* [Task directions]
Copy out the lines below with every instance of "bounding box" swapped for "rectangle". Leave everything else untouched.

(Recorded data)
══════════════════════════════
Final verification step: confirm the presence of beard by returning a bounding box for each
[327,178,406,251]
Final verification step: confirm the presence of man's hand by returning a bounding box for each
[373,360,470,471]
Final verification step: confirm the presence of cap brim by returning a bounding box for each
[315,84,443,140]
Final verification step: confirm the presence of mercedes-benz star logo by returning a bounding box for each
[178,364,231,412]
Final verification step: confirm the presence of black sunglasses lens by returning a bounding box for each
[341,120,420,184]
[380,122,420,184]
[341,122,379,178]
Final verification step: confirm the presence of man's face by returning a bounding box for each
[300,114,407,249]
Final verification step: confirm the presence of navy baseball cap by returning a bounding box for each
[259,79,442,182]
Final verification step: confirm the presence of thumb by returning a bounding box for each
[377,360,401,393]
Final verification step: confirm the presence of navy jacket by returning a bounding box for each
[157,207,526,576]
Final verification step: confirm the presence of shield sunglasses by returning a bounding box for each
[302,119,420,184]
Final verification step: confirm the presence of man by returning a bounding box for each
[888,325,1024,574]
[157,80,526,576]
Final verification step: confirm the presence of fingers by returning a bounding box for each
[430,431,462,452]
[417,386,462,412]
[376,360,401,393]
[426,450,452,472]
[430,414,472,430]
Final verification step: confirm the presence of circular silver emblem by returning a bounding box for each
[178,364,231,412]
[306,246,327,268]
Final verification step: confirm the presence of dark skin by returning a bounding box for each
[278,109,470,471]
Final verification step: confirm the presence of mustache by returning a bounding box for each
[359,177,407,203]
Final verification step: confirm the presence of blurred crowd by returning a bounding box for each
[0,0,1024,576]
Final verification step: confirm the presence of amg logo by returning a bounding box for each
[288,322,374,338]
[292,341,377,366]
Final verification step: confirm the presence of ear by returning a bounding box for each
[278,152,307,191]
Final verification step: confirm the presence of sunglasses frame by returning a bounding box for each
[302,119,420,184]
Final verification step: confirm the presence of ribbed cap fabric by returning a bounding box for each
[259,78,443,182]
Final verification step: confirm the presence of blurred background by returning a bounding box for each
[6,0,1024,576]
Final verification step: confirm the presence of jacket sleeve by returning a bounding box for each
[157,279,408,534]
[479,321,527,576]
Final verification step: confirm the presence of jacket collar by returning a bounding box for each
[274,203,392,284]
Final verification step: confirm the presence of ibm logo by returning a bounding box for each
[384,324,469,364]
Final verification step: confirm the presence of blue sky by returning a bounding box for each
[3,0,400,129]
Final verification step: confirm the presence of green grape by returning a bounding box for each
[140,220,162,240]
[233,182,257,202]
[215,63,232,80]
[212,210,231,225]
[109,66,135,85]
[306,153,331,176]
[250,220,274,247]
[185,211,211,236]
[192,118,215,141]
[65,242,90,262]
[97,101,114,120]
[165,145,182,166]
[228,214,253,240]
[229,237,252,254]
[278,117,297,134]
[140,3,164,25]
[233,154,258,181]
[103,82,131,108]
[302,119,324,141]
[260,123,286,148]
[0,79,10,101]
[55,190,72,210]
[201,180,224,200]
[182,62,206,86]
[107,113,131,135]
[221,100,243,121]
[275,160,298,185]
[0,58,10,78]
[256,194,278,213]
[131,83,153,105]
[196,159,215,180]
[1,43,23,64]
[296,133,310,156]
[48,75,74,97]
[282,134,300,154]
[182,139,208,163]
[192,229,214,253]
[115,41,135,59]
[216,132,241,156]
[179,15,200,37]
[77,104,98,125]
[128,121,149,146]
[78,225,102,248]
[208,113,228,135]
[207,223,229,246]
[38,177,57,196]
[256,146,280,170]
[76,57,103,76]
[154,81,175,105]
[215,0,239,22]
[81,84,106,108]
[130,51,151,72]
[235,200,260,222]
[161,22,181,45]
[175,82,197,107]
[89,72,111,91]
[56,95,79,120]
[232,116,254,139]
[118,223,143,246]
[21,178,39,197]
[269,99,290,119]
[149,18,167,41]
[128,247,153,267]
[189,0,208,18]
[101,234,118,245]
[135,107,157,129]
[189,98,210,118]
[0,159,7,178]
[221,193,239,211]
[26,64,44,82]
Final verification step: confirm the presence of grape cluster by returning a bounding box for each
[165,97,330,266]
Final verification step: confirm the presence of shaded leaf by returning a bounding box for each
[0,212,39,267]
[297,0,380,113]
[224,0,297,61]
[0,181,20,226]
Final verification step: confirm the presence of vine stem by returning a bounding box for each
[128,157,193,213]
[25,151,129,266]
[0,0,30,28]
══════════════════════════════
* [Solution for this problem]
Final verification step: confirm the presence of beard by returning a rectangle for each
[327,178,406,251]
Final verification step: confirm the presence of man's hand by returning a rectangle for each
[373,360,470,471]
Final verification step: confirm the presence of cap brim by returning a rectangle for each
[315,84,443,140]
Final verification step: confirm the presence of mercedes-benz star logo by returning a rectangle for each
[178,364,231,412]
Final verification step: confirm the presence of black sunglasses lens by returning a rectangle for each
[341,120,420,184]
[380,122,420,184]
[341,122,379,178]
Final verification step: confirm the presence of man's face by returning a rectangle for each
[300,114,407,249]
Final verification step: confirm the presence of navy baseball cap by returning a rectangle for each
[259,79,442,182]
Final verification step: confirm the presence of thumb by returning a rectangle for each
[377,360,401,393]
Final verification step: confirm the presence of navy jacket by returning a rectangle for each
[157,207,526,576]
Final verification step: confirm the presence of shield sunglasses by returning a rectangle for each
[302,119,420,184]
Final verification step: confirm the presence of man by returning a rectangle for each
[888,325,1024,574]
[157,80,526,576]
Final verification step: confirm the presence of fingers by returning a rectangle for each
[430,431,462,452]
[417,386,462,412]
[376,360,401,393]
[426,450,452,472]
[430,414,472,430]
Final verification step: confirm the presence of circular silver emblem by returning a rectangle for each
[178,364,231,412]
[306,246,327,268]
Final verification step: confirm the presence of dark skin by returning a rectangle for each
[278,109,470,471]
Final verification step: confirm the presence of mustache by returning a rectangle for each
[359,177,407,203]
Final verification step: confirm the presence of blurred crowd by returning a rectangle for each
[0,0,1024,576]
Final verification step: confirm the presence of amg logo by returning a rectangle for each
[288,322,374,338]
[292,341,377,366]
Final verification step: confirm the presence of ear by returning a rectangle for each
[278,152,307,191]
Final verification step: confirm the presence of sunglasses frame by returning a rectangle for each
[302,119,420,184]
Final verification step: confirm the presence of ribbed cap fabric by returning a rectangle for each
[259,78,443,182]
Final verification step: confirm the presence of blurred background by returning a rectangle for each
[6,0,1024,576]
Final verification step: confirm the presence of jacket sleeve by returning a rectangle for each
[157,279,408,534]
[479,321,527,576]
Final verification step: confirm the presence of jacket collar by returning a rectangle for each
[274,203,392,284]
Final verification step: confirm the presence of ibm logo by returning a rectangle for each
[384,324,469,364]
Final verification step: confirm the presence of blue sky by returning a rectangle for each
[3,0,400,129]
Final verification step: confirm the presence of green grape by returning a rectangle for each
[140,220,162,240]
[233,182,257,202]
[215,63,232,80]
[212,210,231,225]
[109,66,135,85]
[306,153,331,176]
[250,220,274,247]
[185,211,211,236]
[192,118,215,141]
[65,242,90,262]
[97,101,114,120]
[165,145,182,166]
[228,214,253,240]
[229,237,252,254]
[278,117,297,134]
[140,3,164,25]
[233,154,258,181]
[103,82,131,108]
[302,119,324,141]
[260,123,286,148]
[0,79,10,101]
[55,190,72,210]
[201,180,224,200]
[182,62,206,86]
[107,113,131,135]
[221,100,243,121]
[275,160,298,185]
[0,58,10,78]
[256,194,278,213]
[131,83,153,105]
[196,159,215,180]
[1,43,23,64]
[296,133,310,156]
[48,75,74,97]
[282,134,300,154]
[182,139,208,163]
[192,229,214,253]
[115,41,135,59]
[216,132,241,156]
[179,15,200,37]
[77,104,98,125]
[128,121,149,146]
[78,225,102,248]
[208,113,228,135]
[207,223,229,246]
[38,177,57,196]
[256,146,280,170]
[76,57,103,76]
[154,81,175,105]
[215,0,239,22]
[81,84,106,108]
[130,51,151,72]
[235,200,260,222]
[161,22,181,45]
[175,82,197,107]
[89,72,111,91]
[56,95,79,120]
[232,116,254,139]
[118,223,143,246]
[21,178,39,197]
[269,99,290,119]
[149,18,167,41]
[128,247,153,267]
[189,0,208,18]
[101,234,118,245]
[135,107,157,129]
[189,98,210,118]
[0,159,7,178]
[221,193,239,211]
[26,64,44,82]
Final verification step: confirm the presence of grape cluster by returning a rectangle for each
[165,97,330,266]
Final verification step: confirm the presence of shaded leaf by returning a rectangle for each
[0,212,39,267]
[297,0,380,113]
[224,0,297,61]
[0,181,20,226]
Final verification step: confirm the presence of vine stem by returning a rectangle for each
[128,157,193,213]
[25,151,129,266]
[0,0,30,28]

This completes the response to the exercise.